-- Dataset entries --
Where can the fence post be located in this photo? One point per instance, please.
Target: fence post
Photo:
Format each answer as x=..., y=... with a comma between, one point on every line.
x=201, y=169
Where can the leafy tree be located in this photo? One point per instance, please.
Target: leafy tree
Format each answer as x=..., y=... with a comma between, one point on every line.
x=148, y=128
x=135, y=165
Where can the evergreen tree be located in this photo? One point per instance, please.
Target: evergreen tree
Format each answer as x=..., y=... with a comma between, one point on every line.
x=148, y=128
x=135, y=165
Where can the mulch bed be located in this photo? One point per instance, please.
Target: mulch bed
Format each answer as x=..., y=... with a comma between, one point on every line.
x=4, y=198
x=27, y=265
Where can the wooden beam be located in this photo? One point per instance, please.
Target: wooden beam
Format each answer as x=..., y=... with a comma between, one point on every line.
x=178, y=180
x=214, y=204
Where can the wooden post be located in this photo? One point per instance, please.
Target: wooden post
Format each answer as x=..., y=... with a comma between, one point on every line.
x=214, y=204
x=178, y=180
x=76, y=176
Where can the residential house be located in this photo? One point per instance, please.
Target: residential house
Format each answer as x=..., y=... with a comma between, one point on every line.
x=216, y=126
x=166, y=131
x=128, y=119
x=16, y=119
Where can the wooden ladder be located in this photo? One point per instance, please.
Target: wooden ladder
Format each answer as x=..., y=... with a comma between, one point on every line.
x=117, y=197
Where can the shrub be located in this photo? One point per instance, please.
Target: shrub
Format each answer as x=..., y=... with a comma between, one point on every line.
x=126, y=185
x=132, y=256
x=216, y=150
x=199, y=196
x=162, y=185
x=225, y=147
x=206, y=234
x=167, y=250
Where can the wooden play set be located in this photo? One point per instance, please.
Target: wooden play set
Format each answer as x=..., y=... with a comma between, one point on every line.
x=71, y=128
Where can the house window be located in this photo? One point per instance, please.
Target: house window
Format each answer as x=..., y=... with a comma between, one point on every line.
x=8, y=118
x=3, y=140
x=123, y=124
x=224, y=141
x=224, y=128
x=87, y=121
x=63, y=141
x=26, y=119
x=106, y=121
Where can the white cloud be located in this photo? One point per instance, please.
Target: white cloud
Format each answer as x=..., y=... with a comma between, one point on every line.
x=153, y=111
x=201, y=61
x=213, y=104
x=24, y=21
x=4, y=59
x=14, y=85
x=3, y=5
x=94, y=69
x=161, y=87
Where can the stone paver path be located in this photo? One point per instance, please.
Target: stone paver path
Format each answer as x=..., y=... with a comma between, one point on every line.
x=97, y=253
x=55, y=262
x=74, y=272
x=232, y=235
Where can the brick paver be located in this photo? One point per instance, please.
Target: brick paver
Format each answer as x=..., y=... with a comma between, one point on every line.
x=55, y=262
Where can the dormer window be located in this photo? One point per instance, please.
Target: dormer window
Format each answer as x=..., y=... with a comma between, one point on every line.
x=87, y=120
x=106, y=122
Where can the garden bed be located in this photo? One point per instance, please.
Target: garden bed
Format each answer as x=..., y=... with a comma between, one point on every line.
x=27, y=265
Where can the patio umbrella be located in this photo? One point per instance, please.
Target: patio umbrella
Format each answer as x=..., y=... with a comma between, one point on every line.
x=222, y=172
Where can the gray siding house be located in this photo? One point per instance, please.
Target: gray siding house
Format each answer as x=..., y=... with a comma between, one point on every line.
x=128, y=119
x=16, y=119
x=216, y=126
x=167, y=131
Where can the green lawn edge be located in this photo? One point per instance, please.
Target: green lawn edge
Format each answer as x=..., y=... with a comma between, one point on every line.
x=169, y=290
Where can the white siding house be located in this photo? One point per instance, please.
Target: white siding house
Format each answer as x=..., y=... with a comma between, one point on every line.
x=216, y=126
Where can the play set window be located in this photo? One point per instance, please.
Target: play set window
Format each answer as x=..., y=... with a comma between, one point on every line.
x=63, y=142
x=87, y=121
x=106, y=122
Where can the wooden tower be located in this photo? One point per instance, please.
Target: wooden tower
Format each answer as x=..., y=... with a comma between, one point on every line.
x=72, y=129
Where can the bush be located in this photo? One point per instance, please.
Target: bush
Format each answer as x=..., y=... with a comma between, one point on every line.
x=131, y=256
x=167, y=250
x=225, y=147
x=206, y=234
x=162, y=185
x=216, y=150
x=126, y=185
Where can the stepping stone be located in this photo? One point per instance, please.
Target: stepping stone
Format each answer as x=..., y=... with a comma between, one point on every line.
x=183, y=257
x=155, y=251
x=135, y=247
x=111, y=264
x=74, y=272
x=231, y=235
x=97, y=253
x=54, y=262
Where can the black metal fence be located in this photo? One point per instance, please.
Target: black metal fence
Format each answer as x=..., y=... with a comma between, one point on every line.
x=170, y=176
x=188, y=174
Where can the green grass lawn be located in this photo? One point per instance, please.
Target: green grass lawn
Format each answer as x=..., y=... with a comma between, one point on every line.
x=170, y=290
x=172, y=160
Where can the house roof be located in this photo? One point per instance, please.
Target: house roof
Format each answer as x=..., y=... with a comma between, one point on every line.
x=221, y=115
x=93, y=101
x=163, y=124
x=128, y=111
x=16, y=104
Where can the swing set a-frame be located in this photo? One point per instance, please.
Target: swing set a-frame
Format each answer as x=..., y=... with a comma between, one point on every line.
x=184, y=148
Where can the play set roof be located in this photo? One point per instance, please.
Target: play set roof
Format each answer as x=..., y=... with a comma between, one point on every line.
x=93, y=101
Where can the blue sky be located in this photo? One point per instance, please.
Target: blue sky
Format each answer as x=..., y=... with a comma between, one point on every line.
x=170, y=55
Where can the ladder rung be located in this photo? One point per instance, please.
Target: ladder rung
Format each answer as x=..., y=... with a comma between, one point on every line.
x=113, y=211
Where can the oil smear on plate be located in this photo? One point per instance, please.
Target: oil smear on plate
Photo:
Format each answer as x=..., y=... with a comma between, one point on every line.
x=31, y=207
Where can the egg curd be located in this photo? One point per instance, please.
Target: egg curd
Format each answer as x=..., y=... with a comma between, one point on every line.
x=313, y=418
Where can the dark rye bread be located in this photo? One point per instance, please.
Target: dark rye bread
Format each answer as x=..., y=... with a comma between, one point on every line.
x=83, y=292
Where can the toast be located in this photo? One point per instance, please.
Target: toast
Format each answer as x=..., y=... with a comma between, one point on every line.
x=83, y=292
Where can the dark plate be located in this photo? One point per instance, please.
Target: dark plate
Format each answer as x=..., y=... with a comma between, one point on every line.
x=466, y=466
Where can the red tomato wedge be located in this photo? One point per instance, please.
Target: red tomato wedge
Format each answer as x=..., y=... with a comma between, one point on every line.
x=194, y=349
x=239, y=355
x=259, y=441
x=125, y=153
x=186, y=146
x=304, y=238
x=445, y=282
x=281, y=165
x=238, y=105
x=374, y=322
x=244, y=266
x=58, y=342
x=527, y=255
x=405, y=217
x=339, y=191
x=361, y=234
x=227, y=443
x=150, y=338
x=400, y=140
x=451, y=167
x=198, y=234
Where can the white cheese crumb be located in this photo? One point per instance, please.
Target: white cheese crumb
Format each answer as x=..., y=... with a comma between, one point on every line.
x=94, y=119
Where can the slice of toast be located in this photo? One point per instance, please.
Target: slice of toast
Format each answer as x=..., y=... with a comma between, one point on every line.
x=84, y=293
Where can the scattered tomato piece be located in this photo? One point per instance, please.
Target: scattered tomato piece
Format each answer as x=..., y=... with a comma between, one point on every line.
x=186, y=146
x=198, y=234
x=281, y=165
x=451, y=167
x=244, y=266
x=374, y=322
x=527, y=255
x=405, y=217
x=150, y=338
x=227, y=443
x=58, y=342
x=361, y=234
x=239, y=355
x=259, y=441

...

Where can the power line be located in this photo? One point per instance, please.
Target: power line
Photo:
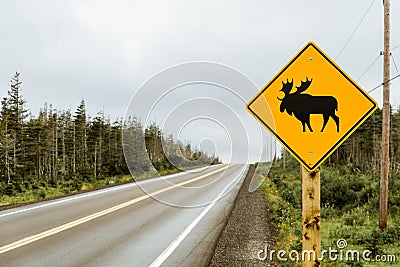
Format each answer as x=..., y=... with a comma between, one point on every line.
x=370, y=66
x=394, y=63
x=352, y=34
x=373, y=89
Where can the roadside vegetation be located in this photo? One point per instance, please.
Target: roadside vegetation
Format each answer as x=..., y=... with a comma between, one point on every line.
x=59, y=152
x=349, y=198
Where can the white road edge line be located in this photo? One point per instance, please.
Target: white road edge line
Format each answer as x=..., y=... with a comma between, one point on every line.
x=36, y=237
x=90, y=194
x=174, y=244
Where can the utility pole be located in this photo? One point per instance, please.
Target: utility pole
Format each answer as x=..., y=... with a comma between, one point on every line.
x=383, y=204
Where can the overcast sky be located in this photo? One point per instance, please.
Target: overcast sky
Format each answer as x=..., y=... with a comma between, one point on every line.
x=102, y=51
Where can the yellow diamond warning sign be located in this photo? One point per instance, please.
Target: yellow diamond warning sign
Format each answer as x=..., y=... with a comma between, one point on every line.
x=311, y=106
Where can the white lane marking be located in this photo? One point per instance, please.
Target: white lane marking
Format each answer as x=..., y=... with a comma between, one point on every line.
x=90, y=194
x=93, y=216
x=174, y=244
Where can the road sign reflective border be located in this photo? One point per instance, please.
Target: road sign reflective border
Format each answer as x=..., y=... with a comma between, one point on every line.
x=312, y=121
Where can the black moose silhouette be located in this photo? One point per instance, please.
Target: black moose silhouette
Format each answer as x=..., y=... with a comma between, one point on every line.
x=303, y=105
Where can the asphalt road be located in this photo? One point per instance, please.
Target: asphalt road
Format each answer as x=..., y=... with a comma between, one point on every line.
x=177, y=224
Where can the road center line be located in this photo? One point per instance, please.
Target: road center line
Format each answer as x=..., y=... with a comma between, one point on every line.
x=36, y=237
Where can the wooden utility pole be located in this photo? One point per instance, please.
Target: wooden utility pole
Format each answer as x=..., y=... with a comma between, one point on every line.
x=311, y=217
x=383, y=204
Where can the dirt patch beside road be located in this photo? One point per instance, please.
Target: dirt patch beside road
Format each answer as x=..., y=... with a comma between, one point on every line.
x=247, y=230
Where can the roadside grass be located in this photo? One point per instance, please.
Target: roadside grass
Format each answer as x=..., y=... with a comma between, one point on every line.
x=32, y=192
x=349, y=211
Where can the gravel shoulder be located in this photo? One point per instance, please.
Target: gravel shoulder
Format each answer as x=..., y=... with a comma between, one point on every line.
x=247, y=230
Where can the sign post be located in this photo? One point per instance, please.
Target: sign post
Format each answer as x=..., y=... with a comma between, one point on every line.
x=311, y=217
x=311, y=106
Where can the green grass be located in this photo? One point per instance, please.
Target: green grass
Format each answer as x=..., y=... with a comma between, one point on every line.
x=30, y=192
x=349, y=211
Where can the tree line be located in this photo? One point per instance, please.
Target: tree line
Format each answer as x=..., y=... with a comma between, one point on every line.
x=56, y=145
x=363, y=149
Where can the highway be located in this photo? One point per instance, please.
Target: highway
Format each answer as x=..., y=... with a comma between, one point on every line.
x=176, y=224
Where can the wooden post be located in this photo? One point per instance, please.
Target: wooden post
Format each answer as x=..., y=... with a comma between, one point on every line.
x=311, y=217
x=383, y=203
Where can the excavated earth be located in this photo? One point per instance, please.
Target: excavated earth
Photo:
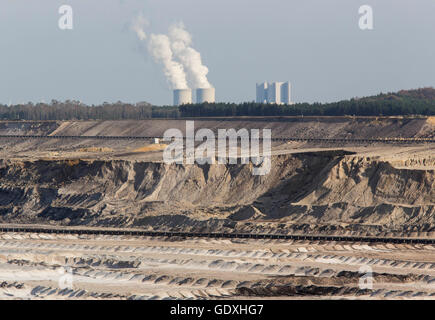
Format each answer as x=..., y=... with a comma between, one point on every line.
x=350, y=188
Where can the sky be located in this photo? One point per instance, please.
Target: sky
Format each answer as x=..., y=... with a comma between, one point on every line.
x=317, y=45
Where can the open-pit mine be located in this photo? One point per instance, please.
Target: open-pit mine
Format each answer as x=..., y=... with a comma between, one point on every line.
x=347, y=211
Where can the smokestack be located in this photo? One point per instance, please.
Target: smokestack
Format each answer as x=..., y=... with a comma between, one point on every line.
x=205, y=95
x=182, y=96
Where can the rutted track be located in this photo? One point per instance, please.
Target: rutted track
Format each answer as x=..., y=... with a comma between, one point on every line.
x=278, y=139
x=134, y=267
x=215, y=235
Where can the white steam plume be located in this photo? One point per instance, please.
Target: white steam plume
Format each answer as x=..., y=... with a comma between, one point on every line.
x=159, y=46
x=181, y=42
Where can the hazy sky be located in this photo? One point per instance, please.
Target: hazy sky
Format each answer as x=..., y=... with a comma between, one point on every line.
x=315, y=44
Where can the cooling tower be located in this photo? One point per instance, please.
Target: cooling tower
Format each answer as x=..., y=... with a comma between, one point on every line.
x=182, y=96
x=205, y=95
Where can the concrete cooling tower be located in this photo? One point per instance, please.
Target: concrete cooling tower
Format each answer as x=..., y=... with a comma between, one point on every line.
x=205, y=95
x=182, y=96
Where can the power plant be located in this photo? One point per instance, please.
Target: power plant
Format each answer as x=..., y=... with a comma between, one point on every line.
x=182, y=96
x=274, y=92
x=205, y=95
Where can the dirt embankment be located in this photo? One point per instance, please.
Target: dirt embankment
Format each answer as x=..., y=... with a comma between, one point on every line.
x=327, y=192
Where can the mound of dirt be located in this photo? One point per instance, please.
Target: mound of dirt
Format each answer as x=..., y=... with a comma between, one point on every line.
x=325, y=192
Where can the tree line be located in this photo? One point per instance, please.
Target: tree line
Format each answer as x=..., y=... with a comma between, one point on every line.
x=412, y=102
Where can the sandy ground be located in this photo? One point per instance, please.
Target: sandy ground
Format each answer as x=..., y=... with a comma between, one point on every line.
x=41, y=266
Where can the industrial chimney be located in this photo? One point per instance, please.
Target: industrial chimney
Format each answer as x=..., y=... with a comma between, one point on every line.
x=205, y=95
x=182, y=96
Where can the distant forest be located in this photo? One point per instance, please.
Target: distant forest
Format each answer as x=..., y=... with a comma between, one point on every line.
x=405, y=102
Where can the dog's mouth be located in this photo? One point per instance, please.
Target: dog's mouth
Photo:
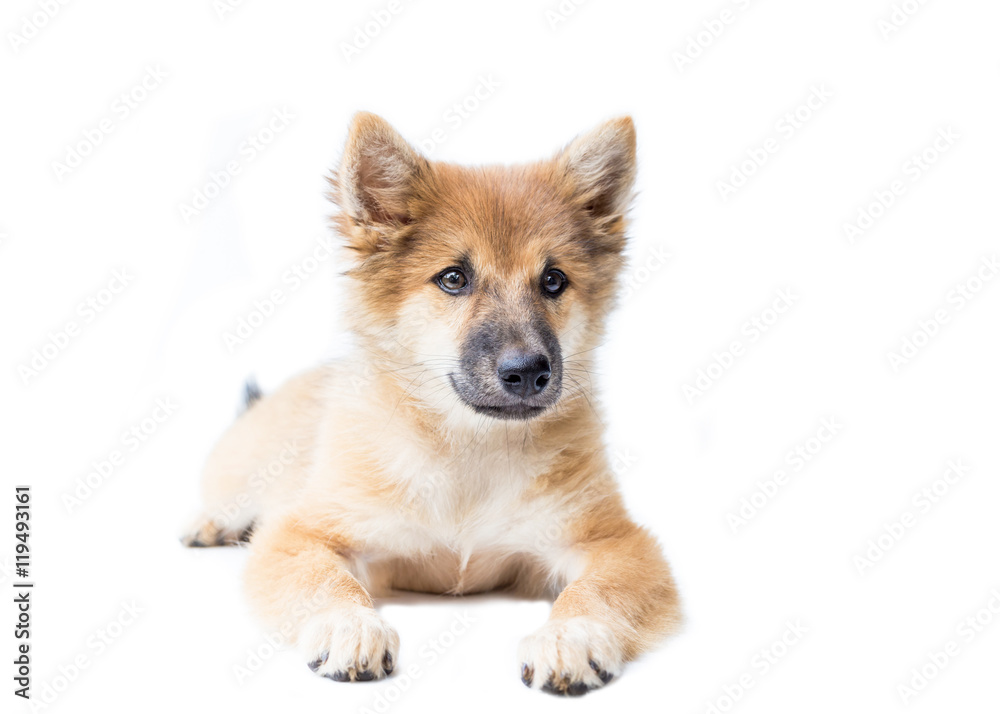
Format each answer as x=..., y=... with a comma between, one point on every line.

-- PROBLEM DESCRIPTION --
Repeat the rows from the line with "Where can the fence" up to and including the line with "x=117, y=197".

-- SOLUTION --
Where can the fence post be located in this photo? One point per instance, please.
Target: fence post
Photo:
Format each answer as x=..., y=... with a comma between, one point on every line.
x=201, y=169
Where can the leafy tree be located in this photo? One point per instance, please.
Target: leafy tree
Format each answer as x=..., y=... with a comma between, one point on every line.
x=148, y=128
x=135, y=165
Where can the evergreen tree be located in this photo? One point per instance, please.
Target: evergreen tree
Format each answer as x=..., y=... with a comma between, one point on every line.
x=148, y=128
x=135, y=165
Where can the mulch bed be located in this photo? One point per instance, please.
Target: mulch bed
Format each answer as x=..., y=... with a comma between, one point on every line.
x=4, y=198
x=27, y=265
Where can the wooden beam be located in this photo? One point per instance, please.
Target: wooden beam
Format each answer as x=..., y=... with a comma between, one point on every line.
x=178, y=180
x=214, y=204
Where can the wooden post be located in this photo? One point per instance, please.
Target: wooden post
Format each answer as x=..., y=... with a comma between, one point on every line.
x=214, y=204
x=178, y=180
x=76, y=176
Where can the residential house be located in this photo? One point per instance, please.
Target: residential house
Format each answer as x=..., y=... with a comma between, one point on every line.
x=216, y=126
x=166, y=131
x=128, y=119
x=16, y=119
Where can the wooden ladder be located in this photo? One point per instance, please.
Target: wooden ladder
Format each answer as x=..., y=... with a comma between, one point on every line.
x=117, y=197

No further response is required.